## TASK REQUIREMENTS
Pick out every line in the material below that contains the word "Your", and copy each of those lines. Treat the match as case-sensitive.

## DATA FOR THIS TASK

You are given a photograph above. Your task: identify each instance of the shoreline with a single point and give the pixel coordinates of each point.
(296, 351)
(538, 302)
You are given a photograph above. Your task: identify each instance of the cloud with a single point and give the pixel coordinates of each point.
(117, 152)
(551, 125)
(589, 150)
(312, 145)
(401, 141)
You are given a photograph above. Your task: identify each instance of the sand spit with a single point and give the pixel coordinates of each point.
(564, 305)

...

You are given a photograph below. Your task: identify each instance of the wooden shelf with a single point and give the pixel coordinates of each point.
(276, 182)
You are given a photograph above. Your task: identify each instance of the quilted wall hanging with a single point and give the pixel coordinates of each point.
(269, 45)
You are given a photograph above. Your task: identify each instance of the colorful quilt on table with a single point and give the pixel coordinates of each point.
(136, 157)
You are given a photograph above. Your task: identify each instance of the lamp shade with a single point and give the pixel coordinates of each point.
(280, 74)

---

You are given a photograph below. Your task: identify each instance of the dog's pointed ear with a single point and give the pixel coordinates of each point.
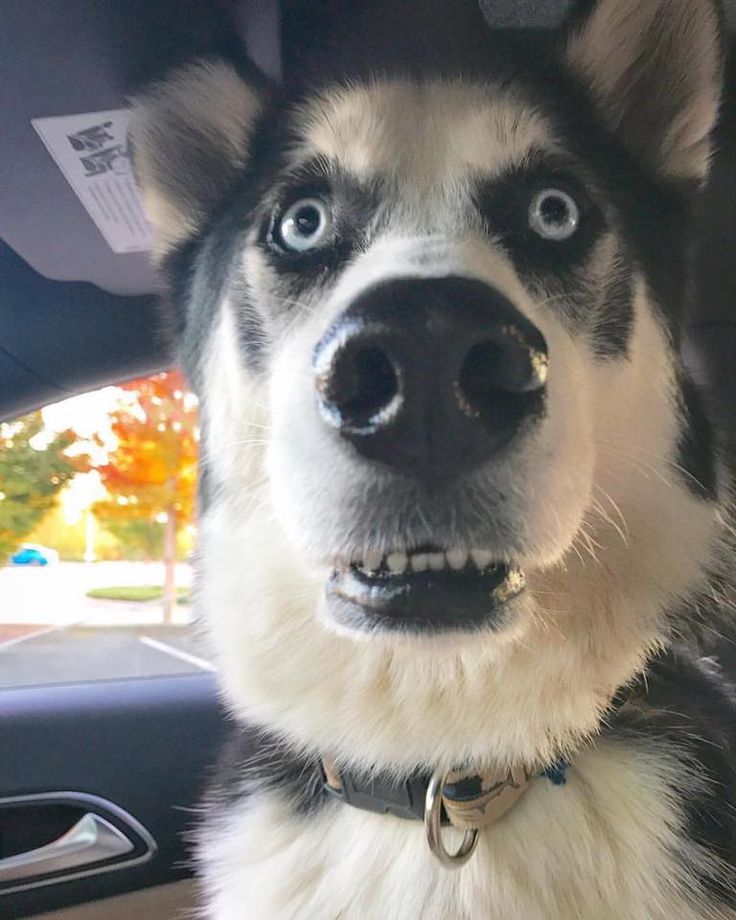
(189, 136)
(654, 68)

## SOLUTION TO THE PROBLEM
You are given a photograph above. Your task: identify each instance of the shoreline with a single point and give the pixel coordinates of each point.
You are given a photograph above. Your task: identify each instance of the cloud with a single point and give the pixel coordinates of each point.
You are given a photograph above. Your task: identify each instance of the sand spit with a single point and give the pixel coordinates of each point.
You are given a photograph below. Your task: identify each instance of the wooden shelf with a single point and give the pixel coordinates of each point.
You are given a photograph above. Your task: identify each instance of the quilted wall hanging with a single point and give the pixel coordinates of each point.
You are given a photograph above. Your task: identify each instance of the colorful quilt on table with a single point and give the pixel coordinates of each point.
You are given a photograph above. Your task: identify each instance of the lamp shade with a single point and give the pixel coordinates of each point.
You are given a photograph below. Your task: identify each instance of the dog's pointed ear with a single point and give the pixel coordinates of each point.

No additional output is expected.